--- start Rows ---

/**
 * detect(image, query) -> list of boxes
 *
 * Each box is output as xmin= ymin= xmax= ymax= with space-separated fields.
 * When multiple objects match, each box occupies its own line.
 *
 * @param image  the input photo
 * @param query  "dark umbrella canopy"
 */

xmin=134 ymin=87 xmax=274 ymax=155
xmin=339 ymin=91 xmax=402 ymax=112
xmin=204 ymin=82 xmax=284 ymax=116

--- end Rows ---

- _Directions for this task_
Revise the lines above so that "dark umbrella canopy" reads "black umbrella canopy", keeping everything else the same.

- _Task result_
/**
 * detect(image, query) -> list of boxes
 *
 * Each box is output as xmin= ymin= xmax= ymax= with space-separated fields.
 * When multiple objects match, each box occupies its own line.
 *
 * @param image  the input photo
 * @param query  "black umbrella canopy"
 */

xmin=134 ymin=87 xmax=274 ymax=155
xmin=339 ymin=91 xmax=402 ymax=112
xmin=204 ymin=82 xmax=284 ymax=116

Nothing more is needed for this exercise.